━━━━━ Entries supplied ━━━━━

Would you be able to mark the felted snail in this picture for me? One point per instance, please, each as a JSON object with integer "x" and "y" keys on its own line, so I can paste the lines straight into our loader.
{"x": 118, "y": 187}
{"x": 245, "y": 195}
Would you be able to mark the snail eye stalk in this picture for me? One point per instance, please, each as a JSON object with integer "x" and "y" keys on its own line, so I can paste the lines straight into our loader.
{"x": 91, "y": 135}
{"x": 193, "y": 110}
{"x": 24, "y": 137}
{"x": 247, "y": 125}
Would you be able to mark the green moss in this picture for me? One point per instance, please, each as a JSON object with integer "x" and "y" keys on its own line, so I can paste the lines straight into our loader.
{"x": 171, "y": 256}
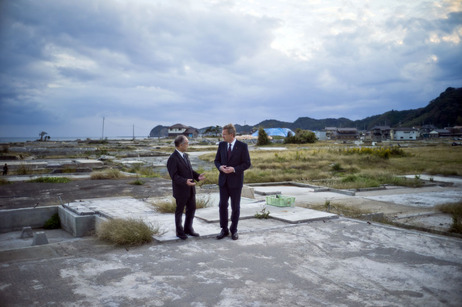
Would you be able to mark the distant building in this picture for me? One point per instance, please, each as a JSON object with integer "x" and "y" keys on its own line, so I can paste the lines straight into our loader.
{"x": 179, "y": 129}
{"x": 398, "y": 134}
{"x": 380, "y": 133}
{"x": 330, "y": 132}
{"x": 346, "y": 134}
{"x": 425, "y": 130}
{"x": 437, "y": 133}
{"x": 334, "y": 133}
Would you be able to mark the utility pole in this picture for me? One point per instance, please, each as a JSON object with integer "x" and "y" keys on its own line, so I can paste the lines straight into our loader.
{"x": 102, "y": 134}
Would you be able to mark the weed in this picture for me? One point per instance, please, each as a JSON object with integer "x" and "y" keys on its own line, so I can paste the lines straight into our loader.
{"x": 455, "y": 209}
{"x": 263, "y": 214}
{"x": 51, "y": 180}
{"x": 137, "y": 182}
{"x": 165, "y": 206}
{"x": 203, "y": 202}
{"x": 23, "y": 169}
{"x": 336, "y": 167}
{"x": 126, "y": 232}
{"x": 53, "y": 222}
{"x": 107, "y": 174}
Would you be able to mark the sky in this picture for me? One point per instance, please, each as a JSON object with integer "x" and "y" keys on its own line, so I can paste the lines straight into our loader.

━━━━━
━━━━━ Entries supplied ━━━━━

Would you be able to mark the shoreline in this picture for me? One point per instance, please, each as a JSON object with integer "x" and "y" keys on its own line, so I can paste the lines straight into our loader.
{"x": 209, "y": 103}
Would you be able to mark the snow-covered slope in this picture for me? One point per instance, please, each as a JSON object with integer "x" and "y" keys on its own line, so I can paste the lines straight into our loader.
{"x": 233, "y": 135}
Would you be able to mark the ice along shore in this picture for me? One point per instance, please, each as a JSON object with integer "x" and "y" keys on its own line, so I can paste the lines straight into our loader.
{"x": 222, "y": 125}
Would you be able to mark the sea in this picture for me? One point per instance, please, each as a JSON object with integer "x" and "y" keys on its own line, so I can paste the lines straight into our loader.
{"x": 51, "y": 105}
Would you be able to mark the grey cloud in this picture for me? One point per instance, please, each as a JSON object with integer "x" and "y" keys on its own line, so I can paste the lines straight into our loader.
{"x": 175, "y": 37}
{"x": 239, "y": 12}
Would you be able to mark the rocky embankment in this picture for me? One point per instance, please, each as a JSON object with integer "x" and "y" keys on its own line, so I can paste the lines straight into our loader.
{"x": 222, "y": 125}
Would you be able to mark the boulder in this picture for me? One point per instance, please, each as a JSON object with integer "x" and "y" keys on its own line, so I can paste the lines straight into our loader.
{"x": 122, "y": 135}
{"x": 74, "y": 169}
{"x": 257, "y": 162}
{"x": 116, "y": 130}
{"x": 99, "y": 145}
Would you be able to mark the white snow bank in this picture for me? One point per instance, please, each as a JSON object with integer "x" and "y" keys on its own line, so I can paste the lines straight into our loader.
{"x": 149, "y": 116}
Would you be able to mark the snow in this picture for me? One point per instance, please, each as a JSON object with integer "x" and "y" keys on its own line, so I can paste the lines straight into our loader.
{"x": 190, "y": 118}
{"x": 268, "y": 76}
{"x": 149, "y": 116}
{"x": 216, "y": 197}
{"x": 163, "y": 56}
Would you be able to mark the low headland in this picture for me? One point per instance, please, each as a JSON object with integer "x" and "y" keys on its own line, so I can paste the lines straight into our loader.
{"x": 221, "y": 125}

━━━━━

Please scale the records from the line with "Would you be able to mark the felted" up to and including the line with "Would you be able to mark the sky", giving every line again with the requests included and each x and y point coordinate in the answers multiplied by 0.95 and rounded to a whole number, halves going up. Leave the pictures out of your answer.

Finished task:
Would you be able to mark the felted snail in this picture for me? One point per instance, please, each as a JSON object with integer "x" and "y" keys on its own line, so I can paste the lines straight into our loader.
{"x": 112, "y": 178}
{"x": 233, "y": 185}
Would you be able to mark the snail eye stalk in this picture for me? One point per instance, please, each as a JSON object with integer "x" and "y" keys on its own line, so I can paste the lines straight into our loader.
{"x": 86, "y": 128}
{"x": 183, "y": 105}
{"x": 23, "y": 130}
{"x": 235, "y": 119}
Would you be able to mark the green moss in this picture for me? One point per instance, please, each as a JSON object with integer "x" and "y" keys on its own line, so I can paste the lines straight into our loader.
{"x": 162, "y": 243}
Would you be able to mark the distant building in this picture for me? One point per instance, please, each as a JSON object with integer "x" and "y" keys on its own line, so I can paste the lines straight into our loader.
{"x": 170, "y": 123}
{"x": 378, "y": 127}
{"x": 361, "y": 126}
{"x": 314, "y": 125}
{"x": 329, "y": 127}
{"x": 404, "y": 124}
{"x": 415, "y": 126}
{"x": 317, "y": 126}
Would you be able to mark the utility pole in this picture for me? One point per instance, please, each as a JSON object with integer "x" and "y" keys on its own line, so I can paste the lines straight into our loader.
{"x": 97, "y": 127}
Would you be able to mark the weed in this picture for me? One point per instance, please, each as a JSON object with integer "x" and "y" keys on its own line, so I can paste the lines straight into our loader.
{"x": 432, "y": 199}
{"x": 250, "y": 203}
{"x": 48, "y": 171}
{"x": 130, "y": 173}
{"x": 157, "y": 196}
{"x": 193, "y": 192}
{"x": 22, "y": 161}
{"x": 319, "y": 159}
{"x": 120, "y": 220}
{"x": 50, "y": 211}
{"x": 102, "y": 165}
Would you be able to mark the sky in this picture for me? One point per instance, please, each as a JSON object with integer "x" and "y" keys on its own line, so I can paste the lines straight into our loader.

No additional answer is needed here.